▶ [Required work] Please set down every record exactly as it appears below.

▶ [Materials provided]
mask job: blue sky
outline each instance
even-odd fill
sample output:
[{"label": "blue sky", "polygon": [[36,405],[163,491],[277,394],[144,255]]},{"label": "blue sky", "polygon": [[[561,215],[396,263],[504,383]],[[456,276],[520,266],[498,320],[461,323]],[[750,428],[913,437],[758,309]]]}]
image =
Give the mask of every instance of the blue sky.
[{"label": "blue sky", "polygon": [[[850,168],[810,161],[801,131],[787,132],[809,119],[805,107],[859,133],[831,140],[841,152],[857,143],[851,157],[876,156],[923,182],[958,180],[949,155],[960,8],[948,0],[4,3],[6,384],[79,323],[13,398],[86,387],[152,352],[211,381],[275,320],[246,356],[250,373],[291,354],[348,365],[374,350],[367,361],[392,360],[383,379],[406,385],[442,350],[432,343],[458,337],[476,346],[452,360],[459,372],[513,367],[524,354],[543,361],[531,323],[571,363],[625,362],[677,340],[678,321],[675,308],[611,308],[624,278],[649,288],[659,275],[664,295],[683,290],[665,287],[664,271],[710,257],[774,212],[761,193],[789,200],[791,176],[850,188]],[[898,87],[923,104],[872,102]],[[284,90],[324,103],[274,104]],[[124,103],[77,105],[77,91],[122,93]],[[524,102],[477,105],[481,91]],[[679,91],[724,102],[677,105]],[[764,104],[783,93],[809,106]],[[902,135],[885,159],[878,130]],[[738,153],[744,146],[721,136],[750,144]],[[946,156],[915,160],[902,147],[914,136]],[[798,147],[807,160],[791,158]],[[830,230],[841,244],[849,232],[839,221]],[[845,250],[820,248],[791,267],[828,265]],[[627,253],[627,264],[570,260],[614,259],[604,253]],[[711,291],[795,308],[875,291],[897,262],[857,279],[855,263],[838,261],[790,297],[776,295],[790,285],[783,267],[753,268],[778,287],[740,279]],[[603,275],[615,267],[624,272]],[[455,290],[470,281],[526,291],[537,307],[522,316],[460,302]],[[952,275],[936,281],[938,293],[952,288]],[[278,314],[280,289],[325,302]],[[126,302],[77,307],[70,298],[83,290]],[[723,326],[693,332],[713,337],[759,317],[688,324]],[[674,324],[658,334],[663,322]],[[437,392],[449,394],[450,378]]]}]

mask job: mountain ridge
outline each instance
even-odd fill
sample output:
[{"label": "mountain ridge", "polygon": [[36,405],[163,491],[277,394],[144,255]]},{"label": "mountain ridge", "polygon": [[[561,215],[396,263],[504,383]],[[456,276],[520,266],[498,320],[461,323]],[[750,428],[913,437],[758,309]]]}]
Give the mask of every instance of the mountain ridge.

▶ [Answer box]
mask job: blue sky
outline each instance
even-odd fill
sample output:
[{"label": "blue sky", "polygon": [[36,405],[163,491],[277,394],[144,255]]},{"label": "blue sky", "polygon": [[[561,215],[396,263],[504,383]],[[456,276],[520,266],[498,320],[461,323]],[[750,428],[913,437],[758,309]]]}]
image =
Give the mask of every instance of the blue sky.
[{"label": "blue sky", "polygon": [[[850,168],[810,161],[801,131],[787,132],[809,119],[805,107],[859,133],[831,140],[841,152],[857,143],[851,157],[876,156],[923,182],[958,180],[949,155],[960,8],[948,0],[4,3],[6,384],[79,323],[13,398],[86,387],[152,352],[211,381],[275,320],[246,356],[250,373],[291,354],[348,365],[374,350],[367,361],[392,360],[383,379],[406,385],[442,350],[432,343],[458,337],[476,346],[452,360],[459,372],[513,367],[524,354],[543,361],[531,323],[571,363],[625,362],[677,340],[678,321],[675,308],[611,308],[624,278],[649,288],[659,275],[664,295],[683,290],[665,287],[664,271],[710,257],[774,212],[761,193],[789,200],[791,176],[850,188]],[[898,87],[923,104],[872,102]],[[284,90],[324,103],[274,104]],[[124,103],[77,105],[77,91],[122,93]],[[524,102],[477,105],[481,91]],[[679,91],[724,102],[677,105]],[[764,104],[783,93],[809,106]],[[902,135],[885,159],[878,130]],[[738,153],[744,146],[721,136],[750,144]],[[946,156],[915,160],[902,147],[914,136]],[[798,147],[807,160],[791,158]],[[830,230],[841,244],[849,232],[839,221]],[[845,250],[820,248],[791,267],[828,265]],[[627,253],[627,264],[570,260],[614,259],[604,253]],[[711,291],[795,308],[875,291],[897,262],[857,279],[855,263],[838,261],[790,297],[776,295],[790,285],[783,267],[753,268],[778,287],[740,279]],[[603,275],[615,267],[624,272]],[[455,290],[470,281],[526,291],[537,307],[522,316],[460,302]],[[952,275],[936,281],[938,293],[952,288]],[[278,314],[280,289],[325,302]],[[126,302],[77,307],[70,298],[83,290]],[[723,326],[693,332],[713,337],[759,317],[688,324]],[[674,324],[658,334],[663,322]],[[437,392],[449,394],[450,378]]]}]

mask job: mountain ridge
outline each instance
even-odd fill
sample output:
[{"label": "mountain ridge", "polygon": [[36,405],[163,491],[277,394],[144,255]]},{"label": "mountain ridge", "polygon": [[[561,215],[396,263],[504,383]],[[456,276],[520,266],[498,320],[461,323]],[[750,428],[913,437],[758,309]]]}]
Give the mask of every instance of the mountain ridge.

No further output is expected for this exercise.